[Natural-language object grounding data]
* * * * * * *
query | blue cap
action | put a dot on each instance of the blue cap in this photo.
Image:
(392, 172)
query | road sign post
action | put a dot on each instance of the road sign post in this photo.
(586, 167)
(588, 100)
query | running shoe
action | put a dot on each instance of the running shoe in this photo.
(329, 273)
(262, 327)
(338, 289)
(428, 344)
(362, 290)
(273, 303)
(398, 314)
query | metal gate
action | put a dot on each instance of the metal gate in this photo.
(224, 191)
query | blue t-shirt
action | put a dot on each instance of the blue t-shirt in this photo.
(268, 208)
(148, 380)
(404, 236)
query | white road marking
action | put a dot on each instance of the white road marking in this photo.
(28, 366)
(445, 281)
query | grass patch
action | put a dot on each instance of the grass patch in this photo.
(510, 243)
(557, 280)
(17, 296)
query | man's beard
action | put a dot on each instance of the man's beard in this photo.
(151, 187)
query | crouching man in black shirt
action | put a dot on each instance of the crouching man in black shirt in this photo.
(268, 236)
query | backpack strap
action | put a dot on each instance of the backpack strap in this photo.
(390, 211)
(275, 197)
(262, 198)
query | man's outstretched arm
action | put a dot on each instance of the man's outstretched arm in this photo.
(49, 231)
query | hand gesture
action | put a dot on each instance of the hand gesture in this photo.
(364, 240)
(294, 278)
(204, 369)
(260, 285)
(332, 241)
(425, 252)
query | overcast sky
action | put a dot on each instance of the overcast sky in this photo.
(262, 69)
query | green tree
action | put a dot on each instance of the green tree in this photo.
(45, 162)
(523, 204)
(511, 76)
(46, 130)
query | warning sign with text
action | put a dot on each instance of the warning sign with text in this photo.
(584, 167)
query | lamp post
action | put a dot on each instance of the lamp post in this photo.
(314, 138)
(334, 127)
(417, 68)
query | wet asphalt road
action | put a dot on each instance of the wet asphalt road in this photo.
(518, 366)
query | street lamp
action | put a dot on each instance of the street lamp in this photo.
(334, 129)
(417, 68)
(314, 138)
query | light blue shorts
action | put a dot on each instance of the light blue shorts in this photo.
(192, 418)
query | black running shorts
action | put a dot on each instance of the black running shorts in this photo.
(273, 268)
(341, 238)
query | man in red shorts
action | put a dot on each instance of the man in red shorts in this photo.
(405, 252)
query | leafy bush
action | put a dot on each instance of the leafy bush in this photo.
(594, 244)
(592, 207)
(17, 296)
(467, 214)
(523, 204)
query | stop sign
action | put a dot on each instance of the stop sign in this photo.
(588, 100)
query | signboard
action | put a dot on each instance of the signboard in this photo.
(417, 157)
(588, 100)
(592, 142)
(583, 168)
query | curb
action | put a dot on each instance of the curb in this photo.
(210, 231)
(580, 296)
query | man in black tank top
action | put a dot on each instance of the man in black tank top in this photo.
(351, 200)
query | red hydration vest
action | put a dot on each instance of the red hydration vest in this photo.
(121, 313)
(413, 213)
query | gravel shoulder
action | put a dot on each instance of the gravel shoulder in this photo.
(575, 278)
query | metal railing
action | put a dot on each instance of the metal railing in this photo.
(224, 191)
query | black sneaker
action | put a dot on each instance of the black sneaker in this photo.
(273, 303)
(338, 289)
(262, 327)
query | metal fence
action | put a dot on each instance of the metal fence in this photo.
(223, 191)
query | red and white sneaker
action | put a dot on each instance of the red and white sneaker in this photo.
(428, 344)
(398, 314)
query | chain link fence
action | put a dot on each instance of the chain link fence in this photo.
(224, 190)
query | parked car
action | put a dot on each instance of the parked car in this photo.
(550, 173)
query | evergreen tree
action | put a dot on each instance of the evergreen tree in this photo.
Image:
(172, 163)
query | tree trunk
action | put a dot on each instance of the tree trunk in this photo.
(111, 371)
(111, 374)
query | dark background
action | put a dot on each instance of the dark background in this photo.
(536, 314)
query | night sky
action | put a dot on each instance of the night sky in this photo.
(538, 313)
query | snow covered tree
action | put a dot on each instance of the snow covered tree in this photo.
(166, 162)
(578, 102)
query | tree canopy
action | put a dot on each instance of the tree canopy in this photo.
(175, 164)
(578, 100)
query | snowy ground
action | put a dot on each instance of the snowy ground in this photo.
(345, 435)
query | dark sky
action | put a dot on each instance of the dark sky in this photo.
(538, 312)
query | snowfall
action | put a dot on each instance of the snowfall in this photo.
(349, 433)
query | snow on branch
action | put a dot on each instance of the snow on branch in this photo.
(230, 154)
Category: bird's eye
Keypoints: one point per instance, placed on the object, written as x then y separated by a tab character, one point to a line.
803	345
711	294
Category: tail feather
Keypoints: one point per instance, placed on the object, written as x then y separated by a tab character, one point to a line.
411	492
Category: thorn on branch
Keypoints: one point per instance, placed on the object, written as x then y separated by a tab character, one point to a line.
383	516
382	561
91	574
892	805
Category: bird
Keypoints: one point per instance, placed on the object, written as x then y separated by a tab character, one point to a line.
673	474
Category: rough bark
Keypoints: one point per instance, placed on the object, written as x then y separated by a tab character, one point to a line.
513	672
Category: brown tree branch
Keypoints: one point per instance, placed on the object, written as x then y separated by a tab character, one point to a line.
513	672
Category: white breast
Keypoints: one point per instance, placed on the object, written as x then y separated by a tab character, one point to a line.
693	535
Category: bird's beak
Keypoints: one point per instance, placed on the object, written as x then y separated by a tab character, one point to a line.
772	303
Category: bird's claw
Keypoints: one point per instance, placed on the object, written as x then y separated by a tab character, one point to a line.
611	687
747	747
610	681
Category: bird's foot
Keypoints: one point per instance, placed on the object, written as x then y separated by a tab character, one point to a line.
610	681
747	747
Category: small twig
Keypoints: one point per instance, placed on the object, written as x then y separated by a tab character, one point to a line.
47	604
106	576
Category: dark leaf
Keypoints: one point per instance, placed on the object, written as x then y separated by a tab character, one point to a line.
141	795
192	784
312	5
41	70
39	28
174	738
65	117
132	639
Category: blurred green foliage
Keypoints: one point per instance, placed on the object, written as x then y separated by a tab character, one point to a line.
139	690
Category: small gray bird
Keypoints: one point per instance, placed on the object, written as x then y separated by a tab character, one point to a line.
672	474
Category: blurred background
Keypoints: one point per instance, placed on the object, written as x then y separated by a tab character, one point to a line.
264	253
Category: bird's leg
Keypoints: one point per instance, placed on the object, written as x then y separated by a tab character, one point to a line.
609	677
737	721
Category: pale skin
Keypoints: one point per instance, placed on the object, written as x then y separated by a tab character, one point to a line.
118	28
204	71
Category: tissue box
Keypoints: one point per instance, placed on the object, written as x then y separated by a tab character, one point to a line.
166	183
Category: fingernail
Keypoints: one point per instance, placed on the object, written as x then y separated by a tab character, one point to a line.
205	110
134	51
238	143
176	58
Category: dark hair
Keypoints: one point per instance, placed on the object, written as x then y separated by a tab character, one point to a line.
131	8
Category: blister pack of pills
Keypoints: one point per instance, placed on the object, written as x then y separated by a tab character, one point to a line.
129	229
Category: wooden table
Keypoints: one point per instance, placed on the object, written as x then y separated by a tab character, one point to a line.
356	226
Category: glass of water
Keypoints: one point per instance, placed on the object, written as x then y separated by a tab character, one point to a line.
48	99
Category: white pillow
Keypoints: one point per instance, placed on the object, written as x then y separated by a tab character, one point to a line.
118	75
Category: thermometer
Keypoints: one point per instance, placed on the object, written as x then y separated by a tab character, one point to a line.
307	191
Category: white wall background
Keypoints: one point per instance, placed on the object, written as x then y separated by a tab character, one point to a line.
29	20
* * * * * * *
AIM OF THE TASK: Please give, as a single number with nothing added, the count of lines in the records that contain the word "bird".

TASK SOLUTION: 7